------ Records for processing

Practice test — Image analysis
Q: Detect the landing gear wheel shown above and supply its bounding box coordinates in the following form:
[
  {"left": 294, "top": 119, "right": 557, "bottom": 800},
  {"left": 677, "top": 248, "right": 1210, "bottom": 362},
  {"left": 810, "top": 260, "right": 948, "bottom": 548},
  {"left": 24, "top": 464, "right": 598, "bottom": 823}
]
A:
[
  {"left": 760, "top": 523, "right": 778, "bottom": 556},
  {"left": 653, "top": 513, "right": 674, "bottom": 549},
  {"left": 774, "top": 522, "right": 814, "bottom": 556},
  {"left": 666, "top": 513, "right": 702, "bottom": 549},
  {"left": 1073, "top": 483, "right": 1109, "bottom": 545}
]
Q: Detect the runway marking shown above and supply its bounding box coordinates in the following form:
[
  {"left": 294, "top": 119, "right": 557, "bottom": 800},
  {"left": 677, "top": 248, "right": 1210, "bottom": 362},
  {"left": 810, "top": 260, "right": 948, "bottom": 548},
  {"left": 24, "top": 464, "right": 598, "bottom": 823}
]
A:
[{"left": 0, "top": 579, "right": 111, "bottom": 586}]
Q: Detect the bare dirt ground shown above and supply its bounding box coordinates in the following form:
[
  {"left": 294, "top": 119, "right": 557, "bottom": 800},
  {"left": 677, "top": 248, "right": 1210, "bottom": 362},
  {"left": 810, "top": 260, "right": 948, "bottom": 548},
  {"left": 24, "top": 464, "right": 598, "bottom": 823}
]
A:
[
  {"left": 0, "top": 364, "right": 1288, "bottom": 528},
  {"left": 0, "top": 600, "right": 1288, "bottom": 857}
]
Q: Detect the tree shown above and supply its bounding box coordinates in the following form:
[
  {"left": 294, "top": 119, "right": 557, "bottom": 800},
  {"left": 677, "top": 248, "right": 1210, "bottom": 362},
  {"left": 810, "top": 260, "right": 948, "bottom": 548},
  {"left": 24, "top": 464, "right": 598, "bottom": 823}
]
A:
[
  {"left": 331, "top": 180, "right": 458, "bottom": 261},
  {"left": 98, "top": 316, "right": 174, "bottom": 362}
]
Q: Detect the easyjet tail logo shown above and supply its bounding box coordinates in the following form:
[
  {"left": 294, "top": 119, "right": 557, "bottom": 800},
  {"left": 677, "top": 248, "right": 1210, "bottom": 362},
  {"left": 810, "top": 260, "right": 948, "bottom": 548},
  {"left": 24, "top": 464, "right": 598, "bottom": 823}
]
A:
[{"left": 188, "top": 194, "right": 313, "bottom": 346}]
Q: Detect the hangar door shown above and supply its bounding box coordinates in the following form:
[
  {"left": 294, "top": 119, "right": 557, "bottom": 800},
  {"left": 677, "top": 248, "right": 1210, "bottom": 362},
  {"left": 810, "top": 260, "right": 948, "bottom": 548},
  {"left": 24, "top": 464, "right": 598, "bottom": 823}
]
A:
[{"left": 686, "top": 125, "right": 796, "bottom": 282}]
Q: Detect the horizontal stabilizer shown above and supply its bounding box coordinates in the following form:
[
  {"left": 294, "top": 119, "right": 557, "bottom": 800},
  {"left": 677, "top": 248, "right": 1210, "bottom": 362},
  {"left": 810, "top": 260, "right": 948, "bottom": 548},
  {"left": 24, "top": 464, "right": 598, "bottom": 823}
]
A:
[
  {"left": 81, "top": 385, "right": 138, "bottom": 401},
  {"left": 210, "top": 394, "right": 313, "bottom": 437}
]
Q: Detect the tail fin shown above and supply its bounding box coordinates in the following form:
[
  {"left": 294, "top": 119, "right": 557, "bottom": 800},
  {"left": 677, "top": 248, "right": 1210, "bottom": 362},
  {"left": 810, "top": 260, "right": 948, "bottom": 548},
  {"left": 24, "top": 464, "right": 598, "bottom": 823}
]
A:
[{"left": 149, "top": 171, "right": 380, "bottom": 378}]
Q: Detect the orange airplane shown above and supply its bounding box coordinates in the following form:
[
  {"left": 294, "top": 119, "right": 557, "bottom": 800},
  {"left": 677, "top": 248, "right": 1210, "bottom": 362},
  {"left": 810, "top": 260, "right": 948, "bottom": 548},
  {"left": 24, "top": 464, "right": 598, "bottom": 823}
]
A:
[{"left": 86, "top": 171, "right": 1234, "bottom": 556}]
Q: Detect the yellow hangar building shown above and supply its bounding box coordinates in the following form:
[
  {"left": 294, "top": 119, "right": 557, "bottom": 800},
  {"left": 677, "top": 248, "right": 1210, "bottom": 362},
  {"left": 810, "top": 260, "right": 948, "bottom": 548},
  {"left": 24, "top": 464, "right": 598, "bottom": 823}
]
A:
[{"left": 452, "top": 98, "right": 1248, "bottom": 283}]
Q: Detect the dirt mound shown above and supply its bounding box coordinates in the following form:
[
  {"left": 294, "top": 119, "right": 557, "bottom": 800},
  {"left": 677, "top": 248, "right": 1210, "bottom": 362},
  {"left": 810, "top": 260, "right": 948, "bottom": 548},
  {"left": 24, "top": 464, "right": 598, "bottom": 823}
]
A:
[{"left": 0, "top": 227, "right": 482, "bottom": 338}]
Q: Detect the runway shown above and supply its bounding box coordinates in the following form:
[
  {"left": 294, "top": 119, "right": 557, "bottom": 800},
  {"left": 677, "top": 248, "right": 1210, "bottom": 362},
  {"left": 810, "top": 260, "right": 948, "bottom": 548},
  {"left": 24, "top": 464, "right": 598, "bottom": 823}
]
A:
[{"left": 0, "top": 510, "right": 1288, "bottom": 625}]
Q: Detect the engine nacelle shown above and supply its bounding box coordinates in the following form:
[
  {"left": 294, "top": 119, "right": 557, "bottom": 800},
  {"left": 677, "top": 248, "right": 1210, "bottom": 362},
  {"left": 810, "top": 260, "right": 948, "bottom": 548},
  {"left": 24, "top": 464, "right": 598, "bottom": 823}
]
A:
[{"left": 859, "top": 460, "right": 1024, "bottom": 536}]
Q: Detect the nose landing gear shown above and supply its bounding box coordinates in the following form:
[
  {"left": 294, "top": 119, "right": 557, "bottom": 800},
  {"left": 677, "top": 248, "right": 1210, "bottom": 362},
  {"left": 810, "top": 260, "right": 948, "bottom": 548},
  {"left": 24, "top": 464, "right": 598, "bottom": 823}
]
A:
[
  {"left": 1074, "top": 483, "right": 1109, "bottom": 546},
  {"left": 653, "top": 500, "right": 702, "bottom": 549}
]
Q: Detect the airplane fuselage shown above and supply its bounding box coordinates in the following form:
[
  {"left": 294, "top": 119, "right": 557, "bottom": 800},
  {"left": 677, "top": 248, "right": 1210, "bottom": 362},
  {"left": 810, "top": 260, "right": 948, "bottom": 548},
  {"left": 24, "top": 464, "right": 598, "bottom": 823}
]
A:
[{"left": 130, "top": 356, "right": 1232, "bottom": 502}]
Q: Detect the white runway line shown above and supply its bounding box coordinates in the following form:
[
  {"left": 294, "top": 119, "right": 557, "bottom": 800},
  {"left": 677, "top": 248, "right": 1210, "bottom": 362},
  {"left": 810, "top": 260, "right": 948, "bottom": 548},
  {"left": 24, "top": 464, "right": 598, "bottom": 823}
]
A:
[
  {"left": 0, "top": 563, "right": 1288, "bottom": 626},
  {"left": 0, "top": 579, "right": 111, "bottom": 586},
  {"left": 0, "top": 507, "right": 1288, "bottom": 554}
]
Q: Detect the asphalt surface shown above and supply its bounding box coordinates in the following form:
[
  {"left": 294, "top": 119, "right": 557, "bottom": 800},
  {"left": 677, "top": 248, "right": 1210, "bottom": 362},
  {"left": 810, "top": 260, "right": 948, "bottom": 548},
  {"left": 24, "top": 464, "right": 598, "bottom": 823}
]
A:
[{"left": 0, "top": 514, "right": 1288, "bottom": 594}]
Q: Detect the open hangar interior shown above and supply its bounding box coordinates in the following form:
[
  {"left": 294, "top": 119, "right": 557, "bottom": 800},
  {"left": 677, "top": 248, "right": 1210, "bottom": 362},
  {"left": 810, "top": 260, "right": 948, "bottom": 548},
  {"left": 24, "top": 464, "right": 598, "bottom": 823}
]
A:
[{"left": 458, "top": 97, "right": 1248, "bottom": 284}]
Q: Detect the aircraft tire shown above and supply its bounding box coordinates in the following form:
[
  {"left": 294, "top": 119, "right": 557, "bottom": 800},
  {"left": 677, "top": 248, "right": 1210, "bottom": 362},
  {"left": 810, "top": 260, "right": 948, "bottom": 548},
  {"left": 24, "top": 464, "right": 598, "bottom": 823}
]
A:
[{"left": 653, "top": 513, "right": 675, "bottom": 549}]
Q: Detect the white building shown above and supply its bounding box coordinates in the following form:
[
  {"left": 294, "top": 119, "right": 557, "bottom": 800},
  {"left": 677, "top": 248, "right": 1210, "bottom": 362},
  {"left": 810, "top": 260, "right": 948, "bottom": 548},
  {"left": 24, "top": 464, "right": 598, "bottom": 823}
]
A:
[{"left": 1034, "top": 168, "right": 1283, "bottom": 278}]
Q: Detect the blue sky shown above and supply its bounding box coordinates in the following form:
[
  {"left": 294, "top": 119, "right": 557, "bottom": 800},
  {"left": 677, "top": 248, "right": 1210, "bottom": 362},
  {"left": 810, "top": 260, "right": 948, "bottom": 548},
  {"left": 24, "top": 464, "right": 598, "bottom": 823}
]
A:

------------

- What to produce:
Lay out everything from the line containing "Q: Detect the open" down to the end of the material above as a Markdown table. Use two columns, "Row" for a running number and "Line" for the line itself, and leave out blank lines.

- Output:
| Row | Line |
|---|---|
| 1 | Q: Detect the open hangar interior shown above and supply its bounding box coordinates in the following form: |
| 2 | [ |
| 3 |   {"left": 294, "top": 119, "right": 557, "bottom": 800}, |
| 4 |   {"left": 677, "top": 248, "right": 1210, "bottom": 362}, |
| 5 |   {"left": 810, "top": 260, "right": 948, "bottom": 548}, |
| 6 |   {"left": 24, "top": 464, "right": 598, "bottom": 823} |
| 7 | ] |
| 8 | A: |
| 9 | [{"left": 458, "top": 97, "right": 1248, "bottom": 284}] |
| 10 | Q: Detect the aircraft tire shown above and supply its bounding box coordinates in the following form: |
| 11 | [ |
| 12 |   {"left": 294, "top": 119, "right": 557, "bottom": 800}, |
| 13 |   {"left": 677, "top": 248, "right": 1210, "bottom": 362}, |
| 14 |   {"left": 810, "top": 260, "right": 948, "bottom": 548}, |
| 15 |   {"left": 24, "top": 464, "right": 598, "bottom": 823} |
| 16 | ] |
| 17 | A: |
| 18 | [{"left": 653, "top": 513, "right": 675, "bottom": 549}] |
| 19 | Q: Detect the white building shown above and supply its bounding box coordinates in the following form: |
| 20 | [ |
| 21 |   {"left": 294, "top": 119, "right": 557, "bottom": 800}, |
| 22 |   {"left": 677, "top": 248, "right": 1210, "bottom": 362}, |
| 23 |   {"left": 810, "top": 260, "right": 948, "bottom": 548}, |
| 24 |   {"left": 24, "top": 464, "right": 598, "bottom": 823} |
| 25 | ] |
| 26 | A: |
| 27 | [{"left": 1034, "top": 168, "right": 1283, "bottom": 278}] |
| 28 | Q: Detect the blue sky shown above and supply its bounding box coordinates in the following form: |
| 29 | [ |
| 30 |   {"left": 294, "top": 119, "right": 557, "bottom": 800}, |
| 31 |   {"left": 677, "top": 248, "right": 1210, "bottom": 362}, |
| 32 |   {"left": 810, "top": 260, "right": 948, "bottom": 548}, |
| 33 |   {"left": 24, "top": 464, "right": 598, "bottom": 823} |
| 34 | ] |
| 35 | A: |